EXCERPT PROVIDED -
■ ■ ■ ■

The increased growth in trend focused shopping has led to fast and disposable fashion, whereby the garment is built to last only a few months until the next trend. As reported in the New York times article “How to Buy Clothes That Are Built to Last” (Pierre-Louis, 2019), the high-street store Zara releases 20,000 new designs a year with the strategy designed with obsoletism and a push to new purchases in mind.
This type of fashion has an impact on how clothes are made for example seams are purposefully made short, so as to reduce the amount of material used. However this prevents you letting the seam out, if you need to change the size or fit.
Working with undergraduate Fashion and Textile students at the School of Art and Design at the University of the West of England, the first part of this workshop will focus on the pleasures and necessity of care and repair. Exploring what repair means the first part of this workshop will focus on collecting stories and images of things we have repaired. The second part of the workshop will look to using mending technique such as patching to construct and sew our own statements about repair thinking particularly about repair within the fashion industry.

■ ■ ■ ■

DIRECTIVE 1 - Could you retype the lines of the records starting at the line that contains "flower for our possession-tracking pipeline." and ending at the line that contains "[359,160,470,268]"?

■ ■ ■ ■

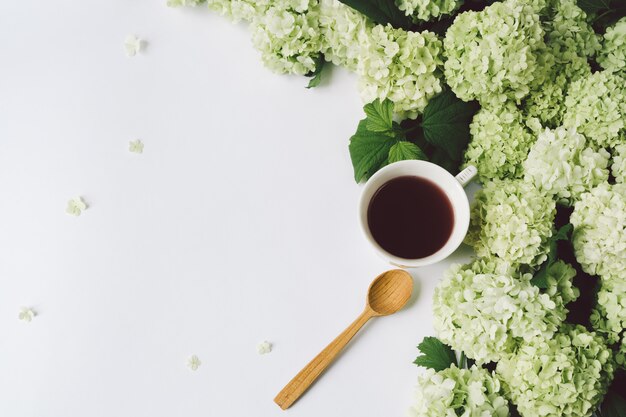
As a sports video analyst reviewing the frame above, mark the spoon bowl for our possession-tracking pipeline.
[274,269,413,410]
[367,269,413,316]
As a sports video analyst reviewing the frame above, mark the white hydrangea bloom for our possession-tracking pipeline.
[358,25,442,119]
[544,260,580,311]
[256,341,272,355]
[465,102,535,182]
[591,276,626,353]
[563,71,626,147]
[167,0,206,7]
[611,143,626,183]
[443,0,545,105]
[17,307,37,323]
[409,365,509,417]
[396,0,463,22]
[65,196,88,216]
[187,355,202,371]
[124,35,142,58]
[320,0,373,71]
[465,180,556,266]
[433,259,572,364]
[496,324,614,417]
[200,0,270,23]
[570,183,626,277]
[524,127,610,205]
[128,139,143,153]
[252,0,322,75]
[543,0,601,63]
[598,17,626,77]
[523,51,591,128]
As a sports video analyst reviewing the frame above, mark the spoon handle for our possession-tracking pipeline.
[274,308,373,410]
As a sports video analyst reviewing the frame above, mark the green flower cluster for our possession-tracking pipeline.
[496,324,614,417]
[545,261,580,309]
[396,0,463,22]
[252,0,322,75]
[167,0,205,7]
[611,143,626,183]
[433,259,577,364]
[409,365,509,417]
[524,127,610,205]
[320,0,374,71]
[465,102,535,182]
[522,59,591,128]
[357,25,442,119]
[465,180,556,266]
[570,183,626,278]
[598,17,626,77]
[591,276,626,366]
[443,0,545,105]
[563,71,626,147]
[177,0,270,22]
[524,0,600,128]
[543,0,601,64]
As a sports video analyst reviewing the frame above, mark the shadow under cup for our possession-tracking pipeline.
[359,160,475,268]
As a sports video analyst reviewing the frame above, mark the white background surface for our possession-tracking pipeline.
[0,0,467,417]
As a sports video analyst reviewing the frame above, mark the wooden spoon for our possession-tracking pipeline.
[274,269,413,410]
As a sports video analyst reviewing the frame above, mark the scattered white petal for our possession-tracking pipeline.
[65,196,87,216]
[128,139,143,153]
[256,341,272,355]
[187,355,202,371]
[17,307,37,323]
[124,35,141,57]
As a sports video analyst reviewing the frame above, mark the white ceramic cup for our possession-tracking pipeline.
[359,160,477,268]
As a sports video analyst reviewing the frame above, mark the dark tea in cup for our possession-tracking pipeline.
[367,175,455,259]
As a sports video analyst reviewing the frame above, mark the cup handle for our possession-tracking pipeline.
[454,165,478,187]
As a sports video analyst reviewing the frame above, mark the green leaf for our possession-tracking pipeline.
[349,119,398,182]
[422,90,479,161]
[413,336,456,371]
[306,54,326,88]
[387,140,426,164]
[578,0,626,33]
[530,223,574,289]
[339,0,413,29]
[363,98,393,132]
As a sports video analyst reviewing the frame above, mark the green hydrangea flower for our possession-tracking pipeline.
[598,17,626,77]
[320,0,373,71]
[443,0,545,106]
[591,276,626,366]
[358,25,442,119]
[544,261,580,311]
[524,127,610,205]
[570,183,626,277]
[465,102,535,182]
[433,259,575,364]
[563,71,626,147]
[396,0,463,22]
[465,180,556,266]
[409,365,509,417]
[167,0,205,7]
[522,51,591,128]
[496,324,614,417]
[543,0,601,63]
[252,0,322,75]
[611,143,626,183]
[523,0,600,128]
[199,0,270,23]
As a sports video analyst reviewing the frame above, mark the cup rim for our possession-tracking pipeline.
[359,160,470,268]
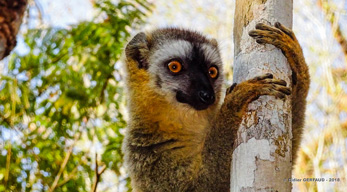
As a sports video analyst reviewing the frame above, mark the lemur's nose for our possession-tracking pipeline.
[199,91,215,105]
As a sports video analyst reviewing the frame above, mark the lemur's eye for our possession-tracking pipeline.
[208,67,218,79]
[167,61,182,73]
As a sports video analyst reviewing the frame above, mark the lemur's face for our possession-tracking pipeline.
[126,29,223,110]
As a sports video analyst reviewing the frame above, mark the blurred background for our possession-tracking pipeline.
[0,0,347,192]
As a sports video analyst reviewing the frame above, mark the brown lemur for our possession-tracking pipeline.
[123,23,309,192]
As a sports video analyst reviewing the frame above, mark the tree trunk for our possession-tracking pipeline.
[231,0,293,191]
[0,0,28,60]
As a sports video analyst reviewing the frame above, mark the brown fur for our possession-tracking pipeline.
[123,23,309,192]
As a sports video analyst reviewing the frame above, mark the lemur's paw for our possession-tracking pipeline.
[249,22,300,52]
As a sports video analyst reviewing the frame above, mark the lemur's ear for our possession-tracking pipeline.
[125,32,149,69]
[210,38,218,47]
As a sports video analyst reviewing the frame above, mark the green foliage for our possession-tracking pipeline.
[0,0,150,191]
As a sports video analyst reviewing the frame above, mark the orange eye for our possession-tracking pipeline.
[168,61,182,73]
[208,67,218,79]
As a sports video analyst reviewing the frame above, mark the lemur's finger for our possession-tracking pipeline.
[248,29,280,38]
[275,22,296,40]
[261,79,287,86]
[252,73,274,81]
[275,86,292,95]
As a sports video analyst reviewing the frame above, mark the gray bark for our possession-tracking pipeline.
[231,0,293,191]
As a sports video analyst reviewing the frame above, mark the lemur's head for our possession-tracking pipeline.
[125,28,223,110]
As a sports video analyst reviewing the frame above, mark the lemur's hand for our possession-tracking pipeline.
[249,22,307,85]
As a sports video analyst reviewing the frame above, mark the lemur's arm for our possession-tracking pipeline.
[125,74,290,192]
[249,22,310,160]
[199,74,291,191]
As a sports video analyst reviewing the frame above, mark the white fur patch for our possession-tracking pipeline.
[202,44,222,69]
[149,40,193,66]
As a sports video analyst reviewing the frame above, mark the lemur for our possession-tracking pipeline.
[122,23,310,192]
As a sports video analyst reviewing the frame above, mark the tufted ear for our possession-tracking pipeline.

■ ■ ■ ■

DIRECTIVE 2 - In the text on fast fashion, can you rewrite the part starting at "The increased growth" and ending at "purchases in mind.", changing "trend" to "season"?

RESULT 1 -
As a sports video analyst reviewing the frame above, mark the green hydrangea flower for our possession-tracking pipeline.
[598,17,626,77]
[320,0,373,71]
[443,0,545,106]
[591,276,626,366]
[358,25,442,119]
[544,261,580,311]
[524,127,610,205]
[570,183,626,277]
[465,102,535,182]
[433,259,575,364]
[563,71,626,147]
[396,0,463,22]
[465,180,556,266]
[409,365,509,417]
[167,0,205,7]
[522,51,591,128]
[496,324,614,417]
[543,0,601,63]
[252,0,322,75]
[611,143,626,183]
[523,0,600,128]
[199,0,270,23]
As a sports video analyst reviewing the frame above, mark the cup rim for our possession-tracking pipeline.
[359,160,470,268]

RESULT 2 -
The increased growth in season focused shopping has led to fast and disposable fashion, whereby the garment is built to last only a few months until the next season. As reported in the New York times article “How to Buy Clothes That Are Built to Last” (Pierre-Louis, 2019), the high-street store Zara releases 20,000 new designs a year with the strategy designed with obsoletism and a push to new purchases in mind.